Relatório sobre abusos sexuais na Igreja é divulgado segunda-feira

Pedro Strecht já disse que "há um setor da Igreja Católica que quer manter os segredos" e que se tornou "muito claro que houve encobrimento da hierarquia católica em Portugal", apelando à instituição para "vencer o medo" e recusar "a ocultação da ocultação".

O relatório final da Comissão Independente para o Estudo dos Abusos Sexuais de Crianças na Igreja Católica, que começou a recolher testemunhos em 11 de janeiro do ano passado, só será apresentado na segunda-feira de manhã em Lisboa.

O relatório deverá ser ainda entregue este domingo pelo coordenador da comissão independente, o pedopsiquiatra Pedro Strecht, à Conferência Episcopal Portuguesa (CEP), cujo presidente, o bispo de Leiria-Fátima, José Ornelas, agendou para as 16:00 de segunda-feira uma declaração sobre o seu conteúdo.

Para 3 de março foi já convocada uma assembleia plenária extraordinária da Conferência Episcopal para analisar o relatório.

▶ [DADOS EXTRAÍDOS]
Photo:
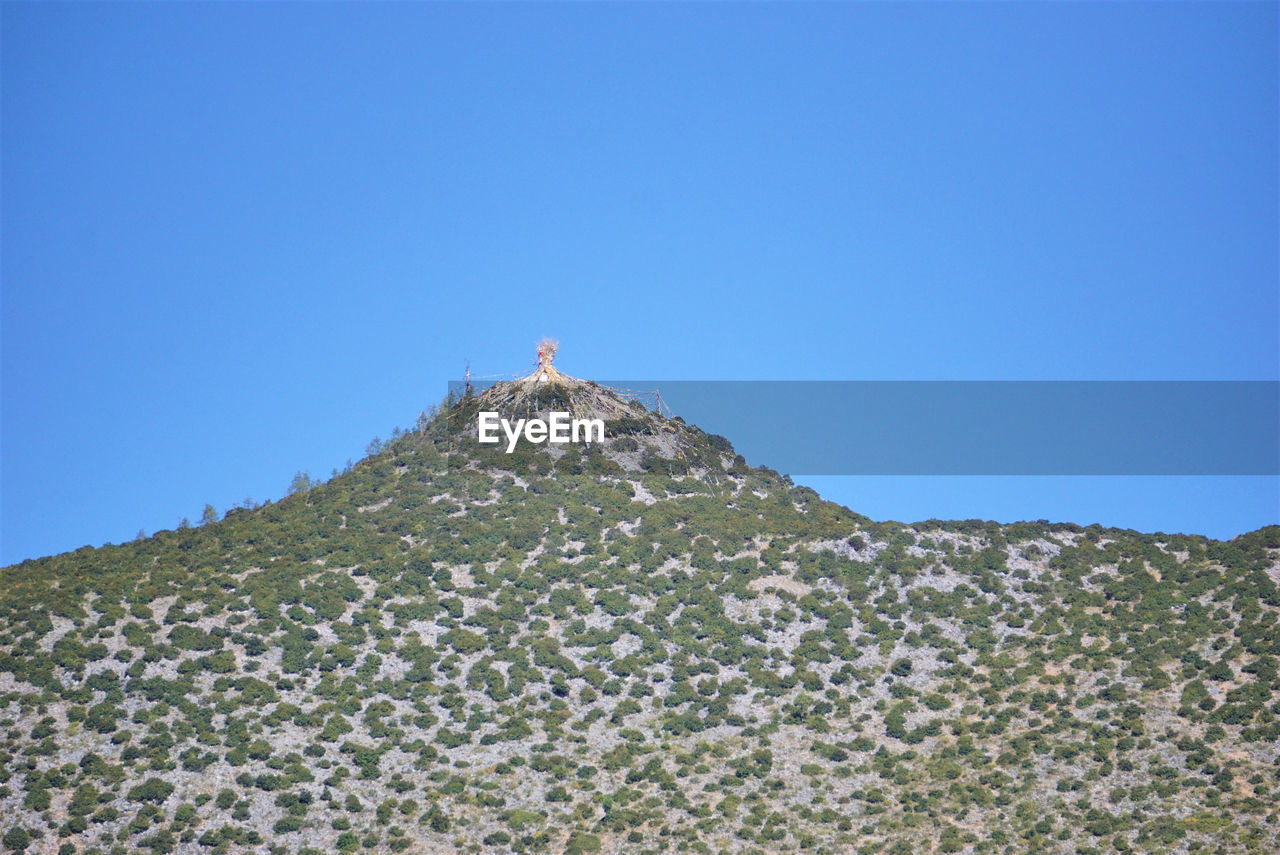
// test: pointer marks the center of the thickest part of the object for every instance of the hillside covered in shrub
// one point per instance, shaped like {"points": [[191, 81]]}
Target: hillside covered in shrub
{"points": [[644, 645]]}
--
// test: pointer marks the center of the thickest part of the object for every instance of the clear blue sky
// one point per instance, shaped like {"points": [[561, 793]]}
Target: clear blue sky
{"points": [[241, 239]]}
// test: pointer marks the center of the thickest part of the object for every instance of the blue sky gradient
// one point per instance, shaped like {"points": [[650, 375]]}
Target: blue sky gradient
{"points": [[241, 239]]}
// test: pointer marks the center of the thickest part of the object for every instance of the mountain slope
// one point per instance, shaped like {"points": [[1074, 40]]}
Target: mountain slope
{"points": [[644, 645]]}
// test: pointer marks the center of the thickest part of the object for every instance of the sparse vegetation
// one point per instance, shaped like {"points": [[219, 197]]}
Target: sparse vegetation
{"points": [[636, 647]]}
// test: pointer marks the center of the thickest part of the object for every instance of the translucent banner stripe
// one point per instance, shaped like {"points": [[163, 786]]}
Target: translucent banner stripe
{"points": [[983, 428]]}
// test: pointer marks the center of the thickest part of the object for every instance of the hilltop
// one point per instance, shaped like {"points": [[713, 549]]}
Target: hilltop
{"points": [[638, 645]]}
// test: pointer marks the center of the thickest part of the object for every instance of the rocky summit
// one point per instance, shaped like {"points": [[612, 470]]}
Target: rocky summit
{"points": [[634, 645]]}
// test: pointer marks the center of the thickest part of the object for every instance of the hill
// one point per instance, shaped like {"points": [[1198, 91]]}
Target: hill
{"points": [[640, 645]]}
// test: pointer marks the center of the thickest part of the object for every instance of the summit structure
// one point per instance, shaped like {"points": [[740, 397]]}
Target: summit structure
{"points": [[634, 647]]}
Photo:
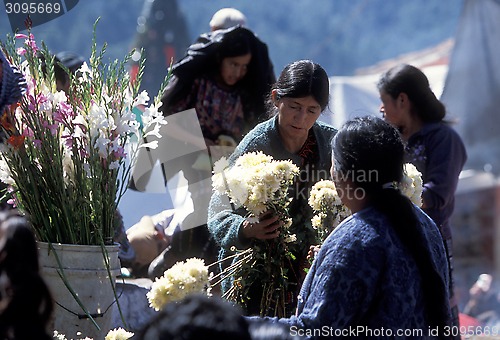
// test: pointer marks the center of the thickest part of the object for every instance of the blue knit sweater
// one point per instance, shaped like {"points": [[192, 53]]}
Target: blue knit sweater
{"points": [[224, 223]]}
--
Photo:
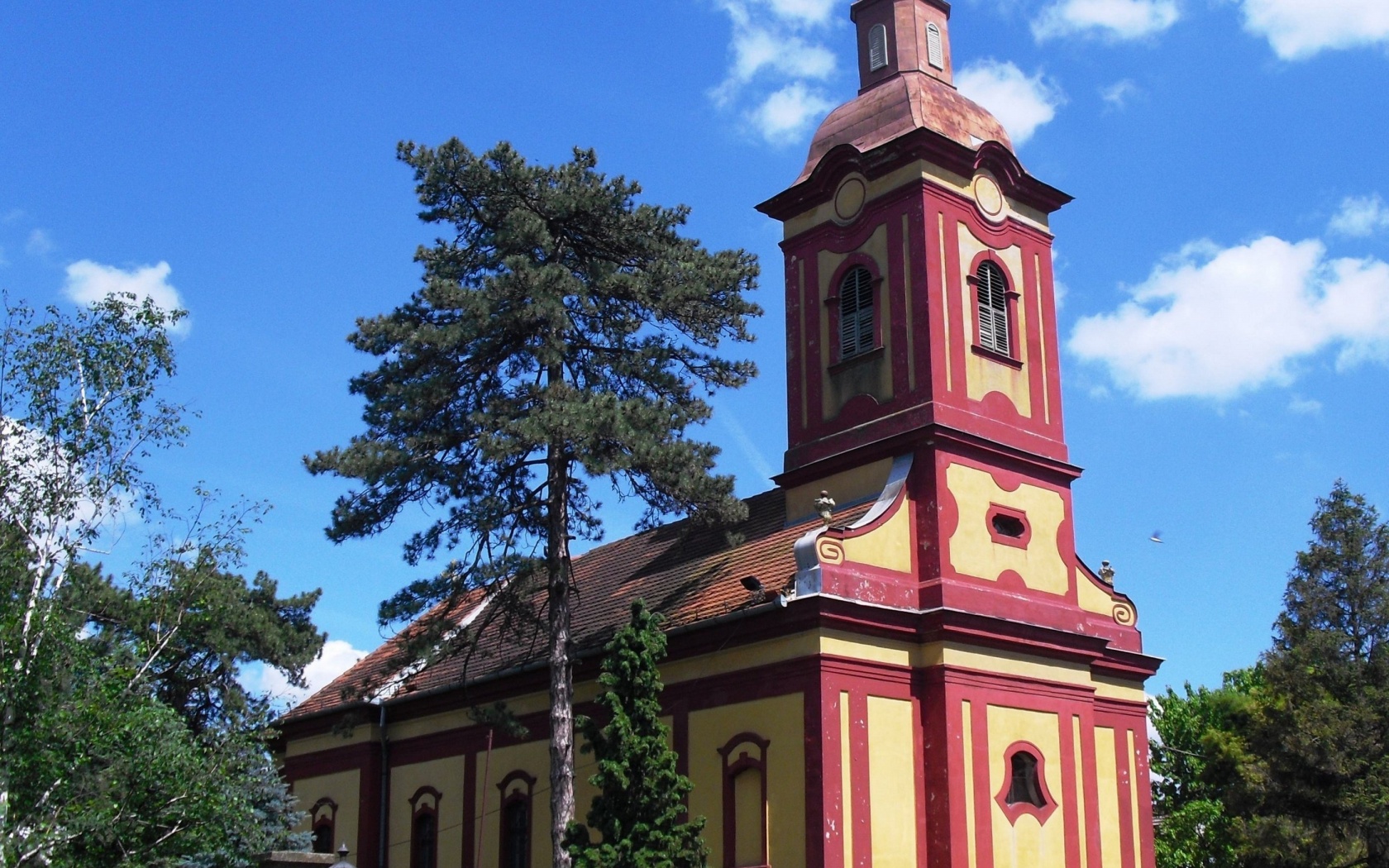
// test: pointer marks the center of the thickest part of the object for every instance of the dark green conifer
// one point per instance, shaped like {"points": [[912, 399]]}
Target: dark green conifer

▶ [ENUNCIADO DO EXERCÍCIO]
Reproduza do excerto sobre o relatório da comissão independente o trecho que vai de "Relatório sobre abusos" até "o seu conteúdo.", ambos incluídos.

▶ [RESULTADO CORRETO]
Relatório sobre abusos sexuais na Igreja é divulgado segunda-feira

Pedro Strecht já disse que "há um setor da Igreja Católica que quer manter os segredos" e que se tornou "muito claro que houve encobrimento da hierarquia católica em Portugal", apelando à instituição para "vencer o medo" e recusar "a ocultação da ocultação".

O relatório final da Comissão Independente para o Estudo dos Abusos Sexuais de Crianças na Igreja Católica, que começou a recolher testemunhos em 11 de janeiro do ano passado, só será apresentado na segunda-feira de manhã em Lisboa.

O relatório deverá ser ainda entregue este domingo pelo coordenador da comissão independente, o pedopsiquiatra Pedro Strecht, à Conferência Episcopal Portuguesa (CEP), cujo presidente, o bispo de Leiria-Fátima, José Ornelas, agendou para as 16:00 de segunda-feira uma declaração sobre o seu conteúdo.